CONSIGNES —
(a) Selon le texte sur Stanley Donen, de quelle chanson de Lionel Richie Donen réalise-t-il le clip en 1986 ?
(b) Extrayez du texte sur Stanley Donen le passage qui va de « En 1986, lors » jusqu'à « de Lionel Richie. ».

TEXTE CITÉ —
☆ ☆ ☆ ☆ ☆ ☆ ☆

Précisons que Donen était pressenti pour réaliser "Dead Zone", adaptation de Stephen king qui sera finalement signé David Cronenberg en 1983. Le scénariste Jeffrey Boam déclarera plus tard que Donen souhaitait "se connecter avec un public jeune et contemporain"... Malheureusement les derniers échecs successifs finissent par pousser Stanley Donen vers la retraite.

 

En 1986, lors de la 58ème cérémonie des Oscars il produit une séquence musicale avec la chanson "Once a Star, Always a Star" avec plusieurs stars de l'Âge d'Or dont Cyd Charisse, Esther Williams, Leslie Caron, Debbie Reynolds et June Allyson. Cette même année il réalise le clip de la chanson "Dancing on the Ceiling" de Lionel Richie.

☆ ☆ ☆ ☆ ☆ ☆ ☆

DONNÉES EXTRAITES —
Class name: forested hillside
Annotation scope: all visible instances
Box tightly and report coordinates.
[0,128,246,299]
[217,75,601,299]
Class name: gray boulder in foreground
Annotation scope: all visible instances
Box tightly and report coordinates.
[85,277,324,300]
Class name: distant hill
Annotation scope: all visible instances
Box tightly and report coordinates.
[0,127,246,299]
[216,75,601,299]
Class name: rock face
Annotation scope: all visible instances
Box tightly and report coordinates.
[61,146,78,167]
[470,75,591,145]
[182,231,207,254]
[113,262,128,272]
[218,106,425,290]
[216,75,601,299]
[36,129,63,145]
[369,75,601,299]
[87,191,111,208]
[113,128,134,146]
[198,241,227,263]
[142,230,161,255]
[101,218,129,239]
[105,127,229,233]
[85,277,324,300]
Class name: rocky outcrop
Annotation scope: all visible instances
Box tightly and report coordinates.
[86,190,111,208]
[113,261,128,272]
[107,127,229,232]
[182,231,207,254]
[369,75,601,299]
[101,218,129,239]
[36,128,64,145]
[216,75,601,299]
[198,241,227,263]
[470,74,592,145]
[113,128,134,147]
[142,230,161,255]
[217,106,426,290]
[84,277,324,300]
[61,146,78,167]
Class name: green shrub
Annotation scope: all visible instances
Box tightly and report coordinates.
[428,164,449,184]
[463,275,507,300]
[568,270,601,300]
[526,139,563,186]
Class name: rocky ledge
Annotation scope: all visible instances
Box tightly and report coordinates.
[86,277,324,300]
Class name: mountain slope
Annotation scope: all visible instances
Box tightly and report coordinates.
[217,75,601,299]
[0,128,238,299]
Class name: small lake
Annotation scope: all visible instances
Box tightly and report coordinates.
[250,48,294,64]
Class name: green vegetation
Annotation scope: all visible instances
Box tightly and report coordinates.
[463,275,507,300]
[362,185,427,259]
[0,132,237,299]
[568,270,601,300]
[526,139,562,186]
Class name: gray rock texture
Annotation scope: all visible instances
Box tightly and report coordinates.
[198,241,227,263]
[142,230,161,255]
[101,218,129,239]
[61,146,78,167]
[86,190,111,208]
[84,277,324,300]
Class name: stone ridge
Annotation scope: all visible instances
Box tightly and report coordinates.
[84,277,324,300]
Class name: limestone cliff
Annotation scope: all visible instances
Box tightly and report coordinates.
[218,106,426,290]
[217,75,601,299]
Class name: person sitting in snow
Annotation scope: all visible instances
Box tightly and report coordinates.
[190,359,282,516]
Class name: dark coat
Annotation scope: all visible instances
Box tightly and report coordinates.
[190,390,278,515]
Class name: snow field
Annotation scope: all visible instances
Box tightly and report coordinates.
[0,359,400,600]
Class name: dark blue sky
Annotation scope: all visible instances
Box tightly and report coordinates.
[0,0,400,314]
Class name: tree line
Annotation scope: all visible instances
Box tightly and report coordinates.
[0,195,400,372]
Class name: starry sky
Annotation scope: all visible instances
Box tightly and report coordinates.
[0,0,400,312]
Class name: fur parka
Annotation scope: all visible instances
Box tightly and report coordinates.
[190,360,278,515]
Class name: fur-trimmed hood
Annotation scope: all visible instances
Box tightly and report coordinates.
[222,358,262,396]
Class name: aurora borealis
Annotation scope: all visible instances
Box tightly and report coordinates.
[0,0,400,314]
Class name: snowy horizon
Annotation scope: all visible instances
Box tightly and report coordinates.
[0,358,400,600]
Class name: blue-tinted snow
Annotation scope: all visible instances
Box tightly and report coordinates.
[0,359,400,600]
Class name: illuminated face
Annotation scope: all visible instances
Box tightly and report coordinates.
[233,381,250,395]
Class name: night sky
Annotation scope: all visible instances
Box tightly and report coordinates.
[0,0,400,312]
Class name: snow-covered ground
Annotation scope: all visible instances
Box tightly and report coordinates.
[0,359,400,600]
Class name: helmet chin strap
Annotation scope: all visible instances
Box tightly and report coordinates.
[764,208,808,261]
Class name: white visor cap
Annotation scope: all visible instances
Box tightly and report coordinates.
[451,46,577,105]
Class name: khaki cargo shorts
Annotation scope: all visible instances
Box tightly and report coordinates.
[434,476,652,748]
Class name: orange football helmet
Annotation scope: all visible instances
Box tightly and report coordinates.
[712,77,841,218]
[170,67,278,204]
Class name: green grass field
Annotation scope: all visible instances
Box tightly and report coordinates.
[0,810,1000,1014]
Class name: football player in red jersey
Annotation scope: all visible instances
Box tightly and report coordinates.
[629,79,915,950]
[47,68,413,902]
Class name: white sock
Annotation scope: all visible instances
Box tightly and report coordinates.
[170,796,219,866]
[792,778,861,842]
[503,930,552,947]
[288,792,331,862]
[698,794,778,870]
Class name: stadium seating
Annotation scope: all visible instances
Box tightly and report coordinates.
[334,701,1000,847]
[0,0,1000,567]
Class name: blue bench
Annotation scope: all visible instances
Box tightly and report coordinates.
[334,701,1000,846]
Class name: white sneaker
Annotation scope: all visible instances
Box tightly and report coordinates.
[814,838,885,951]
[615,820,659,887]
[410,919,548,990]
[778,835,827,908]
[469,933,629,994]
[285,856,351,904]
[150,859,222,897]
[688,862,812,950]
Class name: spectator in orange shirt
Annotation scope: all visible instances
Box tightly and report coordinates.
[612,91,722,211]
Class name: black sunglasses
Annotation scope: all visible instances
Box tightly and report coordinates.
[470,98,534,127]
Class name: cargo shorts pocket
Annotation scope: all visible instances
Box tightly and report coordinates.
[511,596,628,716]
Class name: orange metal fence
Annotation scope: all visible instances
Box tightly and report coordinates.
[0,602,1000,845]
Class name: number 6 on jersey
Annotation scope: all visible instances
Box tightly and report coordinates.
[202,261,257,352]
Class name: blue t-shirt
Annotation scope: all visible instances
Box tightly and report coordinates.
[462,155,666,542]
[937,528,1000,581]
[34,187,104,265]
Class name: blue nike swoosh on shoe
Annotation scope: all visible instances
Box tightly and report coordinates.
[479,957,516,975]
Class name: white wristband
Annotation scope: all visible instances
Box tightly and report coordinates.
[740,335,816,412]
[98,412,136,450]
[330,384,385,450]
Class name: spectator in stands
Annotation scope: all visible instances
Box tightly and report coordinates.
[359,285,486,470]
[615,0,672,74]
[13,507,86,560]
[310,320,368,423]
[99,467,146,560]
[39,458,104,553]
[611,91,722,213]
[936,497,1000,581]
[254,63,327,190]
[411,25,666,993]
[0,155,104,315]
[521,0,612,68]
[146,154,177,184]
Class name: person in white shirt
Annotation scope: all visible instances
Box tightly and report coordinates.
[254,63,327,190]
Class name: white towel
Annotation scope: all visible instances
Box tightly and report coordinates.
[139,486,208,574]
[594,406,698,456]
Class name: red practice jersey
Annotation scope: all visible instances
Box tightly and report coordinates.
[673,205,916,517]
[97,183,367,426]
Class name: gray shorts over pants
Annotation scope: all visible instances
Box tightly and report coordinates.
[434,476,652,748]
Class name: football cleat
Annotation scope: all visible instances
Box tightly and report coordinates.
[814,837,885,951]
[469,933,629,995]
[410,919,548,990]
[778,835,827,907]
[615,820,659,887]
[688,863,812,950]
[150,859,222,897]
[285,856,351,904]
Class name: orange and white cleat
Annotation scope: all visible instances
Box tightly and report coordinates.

☆ ☆ ☆ ☆ ☆ ☆ ☆

RÉPONSES PAR CONSIGNE —
(a) Il réalise le clip de la chanson « Dancing on the Ceiling ».

(b)
En 1986, lors de la 58ème cérémonie des Oscars il produit une séquence musicale avec la chanson "Once a Star, Always a Star" avec plusieurs stars de l'Âge d'Or dont Cyd Charisse, Esther Williams, Leslie Caron, Debbie Reynolds et June Allyson. Cette même année il réalise le clip de la chanson "Dancing on the Ceiling" de Lionel Richie.